# [TASK OBJECTIVE]
Can you lay out the material from the line containing "Bounding boxes for tiled" down to the end as a two-column CSV with columns request and box, one row for each request holding its text and its answer? Put each value in a single quoted field and turn any line breaks into spaces.

# [PROVIDED DATA]

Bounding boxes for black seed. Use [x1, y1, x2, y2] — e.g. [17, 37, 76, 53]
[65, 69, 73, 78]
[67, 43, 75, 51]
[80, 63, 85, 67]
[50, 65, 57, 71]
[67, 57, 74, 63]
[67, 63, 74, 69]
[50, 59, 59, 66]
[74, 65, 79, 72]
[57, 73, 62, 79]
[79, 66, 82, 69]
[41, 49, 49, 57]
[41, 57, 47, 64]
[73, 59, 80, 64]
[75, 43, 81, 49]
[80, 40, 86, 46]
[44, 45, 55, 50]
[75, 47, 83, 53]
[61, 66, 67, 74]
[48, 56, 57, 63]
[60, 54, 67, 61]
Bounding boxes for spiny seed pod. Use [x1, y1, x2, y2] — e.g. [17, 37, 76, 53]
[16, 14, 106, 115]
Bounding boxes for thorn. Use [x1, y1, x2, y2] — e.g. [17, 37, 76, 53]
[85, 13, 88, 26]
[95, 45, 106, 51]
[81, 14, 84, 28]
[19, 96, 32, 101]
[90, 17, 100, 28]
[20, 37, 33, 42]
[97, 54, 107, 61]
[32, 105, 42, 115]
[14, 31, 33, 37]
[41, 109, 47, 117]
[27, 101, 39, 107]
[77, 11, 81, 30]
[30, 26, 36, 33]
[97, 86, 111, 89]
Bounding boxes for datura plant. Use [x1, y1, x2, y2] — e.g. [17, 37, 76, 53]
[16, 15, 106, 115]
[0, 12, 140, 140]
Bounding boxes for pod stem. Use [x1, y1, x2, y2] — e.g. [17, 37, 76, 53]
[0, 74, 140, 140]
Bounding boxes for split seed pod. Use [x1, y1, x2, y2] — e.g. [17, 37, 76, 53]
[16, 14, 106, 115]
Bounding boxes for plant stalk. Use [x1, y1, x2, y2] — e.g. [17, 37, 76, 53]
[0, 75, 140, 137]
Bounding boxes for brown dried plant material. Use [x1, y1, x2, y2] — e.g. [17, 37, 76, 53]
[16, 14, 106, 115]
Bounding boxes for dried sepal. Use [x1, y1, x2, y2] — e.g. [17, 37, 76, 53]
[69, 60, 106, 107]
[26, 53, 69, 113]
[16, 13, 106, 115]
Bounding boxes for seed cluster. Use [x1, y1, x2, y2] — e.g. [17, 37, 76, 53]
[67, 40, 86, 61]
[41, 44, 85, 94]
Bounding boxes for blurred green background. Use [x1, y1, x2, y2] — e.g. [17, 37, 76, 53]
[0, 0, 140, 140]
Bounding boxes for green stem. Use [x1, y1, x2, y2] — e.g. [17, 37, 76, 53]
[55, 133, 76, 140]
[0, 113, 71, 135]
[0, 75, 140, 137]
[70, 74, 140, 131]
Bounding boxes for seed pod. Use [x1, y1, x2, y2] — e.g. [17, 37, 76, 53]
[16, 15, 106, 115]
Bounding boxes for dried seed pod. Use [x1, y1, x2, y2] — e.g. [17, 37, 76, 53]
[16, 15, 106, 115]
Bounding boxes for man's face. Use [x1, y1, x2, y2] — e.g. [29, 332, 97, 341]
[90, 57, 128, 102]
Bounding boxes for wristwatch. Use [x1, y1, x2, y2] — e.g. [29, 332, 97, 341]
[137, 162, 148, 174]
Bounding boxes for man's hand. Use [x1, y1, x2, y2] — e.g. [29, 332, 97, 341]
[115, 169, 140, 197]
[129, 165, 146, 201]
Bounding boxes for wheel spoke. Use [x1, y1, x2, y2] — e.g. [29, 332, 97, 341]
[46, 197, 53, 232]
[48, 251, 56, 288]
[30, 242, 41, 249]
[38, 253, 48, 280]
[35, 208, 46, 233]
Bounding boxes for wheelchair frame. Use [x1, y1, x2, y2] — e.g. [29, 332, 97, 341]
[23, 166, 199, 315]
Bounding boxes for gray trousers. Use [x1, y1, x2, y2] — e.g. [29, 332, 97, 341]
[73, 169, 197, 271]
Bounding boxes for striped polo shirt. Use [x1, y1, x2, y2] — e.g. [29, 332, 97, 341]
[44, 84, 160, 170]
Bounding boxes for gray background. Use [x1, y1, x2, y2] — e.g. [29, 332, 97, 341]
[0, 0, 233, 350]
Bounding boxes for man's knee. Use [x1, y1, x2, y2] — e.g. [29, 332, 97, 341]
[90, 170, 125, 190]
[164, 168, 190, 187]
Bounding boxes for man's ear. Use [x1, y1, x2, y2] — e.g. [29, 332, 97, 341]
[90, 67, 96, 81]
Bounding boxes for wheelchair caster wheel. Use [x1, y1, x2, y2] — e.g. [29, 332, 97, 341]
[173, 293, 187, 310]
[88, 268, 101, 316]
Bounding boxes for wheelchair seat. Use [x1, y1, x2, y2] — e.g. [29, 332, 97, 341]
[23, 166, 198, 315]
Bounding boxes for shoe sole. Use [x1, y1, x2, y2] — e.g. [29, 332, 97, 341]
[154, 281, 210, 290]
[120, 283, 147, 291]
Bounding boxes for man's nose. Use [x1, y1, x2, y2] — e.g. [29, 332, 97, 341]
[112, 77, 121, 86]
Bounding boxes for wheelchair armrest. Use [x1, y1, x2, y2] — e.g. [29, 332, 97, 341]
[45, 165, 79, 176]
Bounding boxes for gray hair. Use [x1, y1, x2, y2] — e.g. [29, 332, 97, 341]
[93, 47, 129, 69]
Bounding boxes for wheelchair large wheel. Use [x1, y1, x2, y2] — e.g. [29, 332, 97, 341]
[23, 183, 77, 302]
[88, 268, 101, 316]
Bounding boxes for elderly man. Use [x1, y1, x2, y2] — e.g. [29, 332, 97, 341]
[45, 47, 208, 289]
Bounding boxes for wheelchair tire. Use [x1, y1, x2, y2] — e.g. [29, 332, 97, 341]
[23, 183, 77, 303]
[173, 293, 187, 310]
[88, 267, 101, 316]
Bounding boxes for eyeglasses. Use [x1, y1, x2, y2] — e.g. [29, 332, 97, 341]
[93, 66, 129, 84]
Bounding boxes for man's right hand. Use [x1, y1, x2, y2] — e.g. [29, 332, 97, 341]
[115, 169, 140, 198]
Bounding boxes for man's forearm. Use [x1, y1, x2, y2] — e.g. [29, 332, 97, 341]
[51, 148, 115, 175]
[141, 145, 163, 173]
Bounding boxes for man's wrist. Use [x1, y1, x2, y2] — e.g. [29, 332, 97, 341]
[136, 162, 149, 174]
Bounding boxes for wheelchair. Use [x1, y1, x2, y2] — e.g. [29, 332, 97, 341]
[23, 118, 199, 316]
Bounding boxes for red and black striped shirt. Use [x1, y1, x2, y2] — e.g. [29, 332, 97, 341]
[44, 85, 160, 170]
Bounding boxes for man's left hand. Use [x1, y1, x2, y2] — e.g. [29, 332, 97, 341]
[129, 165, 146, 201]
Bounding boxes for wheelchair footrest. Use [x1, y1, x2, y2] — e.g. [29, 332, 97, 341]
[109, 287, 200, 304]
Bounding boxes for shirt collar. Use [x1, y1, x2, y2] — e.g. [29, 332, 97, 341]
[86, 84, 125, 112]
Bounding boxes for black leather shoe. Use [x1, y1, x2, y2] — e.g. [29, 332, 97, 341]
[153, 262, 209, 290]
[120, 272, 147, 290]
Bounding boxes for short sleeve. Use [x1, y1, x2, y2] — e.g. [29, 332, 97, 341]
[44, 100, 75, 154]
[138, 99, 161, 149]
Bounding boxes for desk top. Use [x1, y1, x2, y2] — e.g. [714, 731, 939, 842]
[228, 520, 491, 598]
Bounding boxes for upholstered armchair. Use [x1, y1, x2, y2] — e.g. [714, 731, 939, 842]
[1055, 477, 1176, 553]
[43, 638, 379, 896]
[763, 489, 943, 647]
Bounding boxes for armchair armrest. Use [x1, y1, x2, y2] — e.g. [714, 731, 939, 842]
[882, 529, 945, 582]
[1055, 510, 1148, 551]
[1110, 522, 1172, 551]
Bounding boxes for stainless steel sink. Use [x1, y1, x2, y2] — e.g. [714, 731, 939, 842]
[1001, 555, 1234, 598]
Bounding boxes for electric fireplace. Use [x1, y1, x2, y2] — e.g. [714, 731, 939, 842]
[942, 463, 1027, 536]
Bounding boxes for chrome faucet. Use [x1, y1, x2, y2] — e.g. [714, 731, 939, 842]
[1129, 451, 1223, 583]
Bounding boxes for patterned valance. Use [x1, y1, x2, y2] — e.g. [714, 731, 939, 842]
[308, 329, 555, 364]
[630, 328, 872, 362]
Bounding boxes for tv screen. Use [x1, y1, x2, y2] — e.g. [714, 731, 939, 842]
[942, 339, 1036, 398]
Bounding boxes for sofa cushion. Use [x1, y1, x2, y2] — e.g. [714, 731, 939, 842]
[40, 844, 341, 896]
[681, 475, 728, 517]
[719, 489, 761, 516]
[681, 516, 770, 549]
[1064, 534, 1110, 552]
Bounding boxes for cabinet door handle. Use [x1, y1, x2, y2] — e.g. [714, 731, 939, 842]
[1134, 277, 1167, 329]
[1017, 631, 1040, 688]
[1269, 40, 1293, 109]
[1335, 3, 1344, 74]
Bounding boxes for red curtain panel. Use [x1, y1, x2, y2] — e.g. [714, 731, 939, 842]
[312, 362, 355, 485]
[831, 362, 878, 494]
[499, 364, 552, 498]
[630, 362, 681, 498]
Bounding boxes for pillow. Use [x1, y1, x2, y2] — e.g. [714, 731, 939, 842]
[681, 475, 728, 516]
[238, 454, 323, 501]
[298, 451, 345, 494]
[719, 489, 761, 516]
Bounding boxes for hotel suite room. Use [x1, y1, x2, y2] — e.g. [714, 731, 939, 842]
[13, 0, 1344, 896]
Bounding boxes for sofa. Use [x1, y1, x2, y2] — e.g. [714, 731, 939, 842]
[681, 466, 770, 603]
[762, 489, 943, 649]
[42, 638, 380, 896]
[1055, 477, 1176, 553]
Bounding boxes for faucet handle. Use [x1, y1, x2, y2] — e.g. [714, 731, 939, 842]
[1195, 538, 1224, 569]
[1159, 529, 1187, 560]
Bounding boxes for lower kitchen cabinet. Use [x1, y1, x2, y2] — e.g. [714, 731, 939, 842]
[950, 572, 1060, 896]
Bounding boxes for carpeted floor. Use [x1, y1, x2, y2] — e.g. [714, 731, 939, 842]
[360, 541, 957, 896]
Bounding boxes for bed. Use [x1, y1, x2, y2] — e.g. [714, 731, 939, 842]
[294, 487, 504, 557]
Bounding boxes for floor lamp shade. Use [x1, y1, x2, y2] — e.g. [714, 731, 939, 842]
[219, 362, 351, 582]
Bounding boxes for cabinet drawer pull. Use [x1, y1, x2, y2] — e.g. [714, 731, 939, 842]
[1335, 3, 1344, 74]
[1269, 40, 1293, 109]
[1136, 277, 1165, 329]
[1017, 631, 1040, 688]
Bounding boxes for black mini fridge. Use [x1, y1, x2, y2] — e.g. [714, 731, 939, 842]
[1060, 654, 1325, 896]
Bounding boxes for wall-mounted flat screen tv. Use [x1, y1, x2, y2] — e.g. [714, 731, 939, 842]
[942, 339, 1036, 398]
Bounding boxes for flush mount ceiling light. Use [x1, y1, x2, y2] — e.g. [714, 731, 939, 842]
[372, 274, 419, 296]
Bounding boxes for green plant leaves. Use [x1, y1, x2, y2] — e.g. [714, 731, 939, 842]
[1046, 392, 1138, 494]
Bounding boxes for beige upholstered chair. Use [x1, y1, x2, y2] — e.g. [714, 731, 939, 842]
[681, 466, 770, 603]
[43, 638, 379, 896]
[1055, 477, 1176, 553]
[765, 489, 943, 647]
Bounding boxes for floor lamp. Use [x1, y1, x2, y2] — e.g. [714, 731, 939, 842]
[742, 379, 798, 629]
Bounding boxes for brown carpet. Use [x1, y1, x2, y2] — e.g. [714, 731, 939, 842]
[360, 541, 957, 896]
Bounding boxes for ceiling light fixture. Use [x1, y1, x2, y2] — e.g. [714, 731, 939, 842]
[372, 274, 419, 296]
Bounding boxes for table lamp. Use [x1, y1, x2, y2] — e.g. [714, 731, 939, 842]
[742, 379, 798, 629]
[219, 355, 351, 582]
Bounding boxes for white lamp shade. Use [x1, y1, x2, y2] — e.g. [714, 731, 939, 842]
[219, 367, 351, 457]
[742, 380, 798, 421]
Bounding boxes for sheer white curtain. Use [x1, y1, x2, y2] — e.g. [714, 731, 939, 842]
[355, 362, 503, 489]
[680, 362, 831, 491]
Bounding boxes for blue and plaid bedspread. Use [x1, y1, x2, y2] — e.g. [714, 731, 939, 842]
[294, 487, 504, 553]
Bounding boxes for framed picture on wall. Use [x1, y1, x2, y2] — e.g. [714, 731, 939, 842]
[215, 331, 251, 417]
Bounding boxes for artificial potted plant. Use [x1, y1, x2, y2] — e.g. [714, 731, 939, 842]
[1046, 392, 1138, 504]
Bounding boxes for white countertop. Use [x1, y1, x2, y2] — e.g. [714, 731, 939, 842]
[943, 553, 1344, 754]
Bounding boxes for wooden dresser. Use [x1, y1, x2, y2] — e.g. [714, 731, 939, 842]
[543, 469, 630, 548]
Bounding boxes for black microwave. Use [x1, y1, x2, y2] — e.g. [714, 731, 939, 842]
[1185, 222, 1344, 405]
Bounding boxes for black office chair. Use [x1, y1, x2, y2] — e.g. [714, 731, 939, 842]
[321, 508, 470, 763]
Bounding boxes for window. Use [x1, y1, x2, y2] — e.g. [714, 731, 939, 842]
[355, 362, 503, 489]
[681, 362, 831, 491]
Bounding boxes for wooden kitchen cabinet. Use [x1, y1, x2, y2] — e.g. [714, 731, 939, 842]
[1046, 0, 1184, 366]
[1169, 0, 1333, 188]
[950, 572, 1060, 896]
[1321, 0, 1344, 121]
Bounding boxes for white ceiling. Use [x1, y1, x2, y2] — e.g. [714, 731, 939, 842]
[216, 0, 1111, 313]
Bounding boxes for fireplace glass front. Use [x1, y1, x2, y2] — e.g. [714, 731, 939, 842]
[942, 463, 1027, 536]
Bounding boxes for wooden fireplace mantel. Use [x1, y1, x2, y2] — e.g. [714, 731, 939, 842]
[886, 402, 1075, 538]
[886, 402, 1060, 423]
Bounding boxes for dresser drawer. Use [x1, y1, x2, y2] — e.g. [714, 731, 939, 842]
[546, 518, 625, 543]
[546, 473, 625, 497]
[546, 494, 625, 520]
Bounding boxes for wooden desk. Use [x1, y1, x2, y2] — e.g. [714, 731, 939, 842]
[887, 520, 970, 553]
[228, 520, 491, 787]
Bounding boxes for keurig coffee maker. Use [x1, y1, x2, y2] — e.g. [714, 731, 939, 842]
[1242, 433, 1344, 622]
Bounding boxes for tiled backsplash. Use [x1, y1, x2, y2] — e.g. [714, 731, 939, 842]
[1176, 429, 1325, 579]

# [CORRECT OUTPUT]
request,box
"Bounding boxes for tiled backsplash. Use [x1, y1, x2, y2] — e.g. [714, 731, 939, 842]","[1176, 429, 1325, 579]"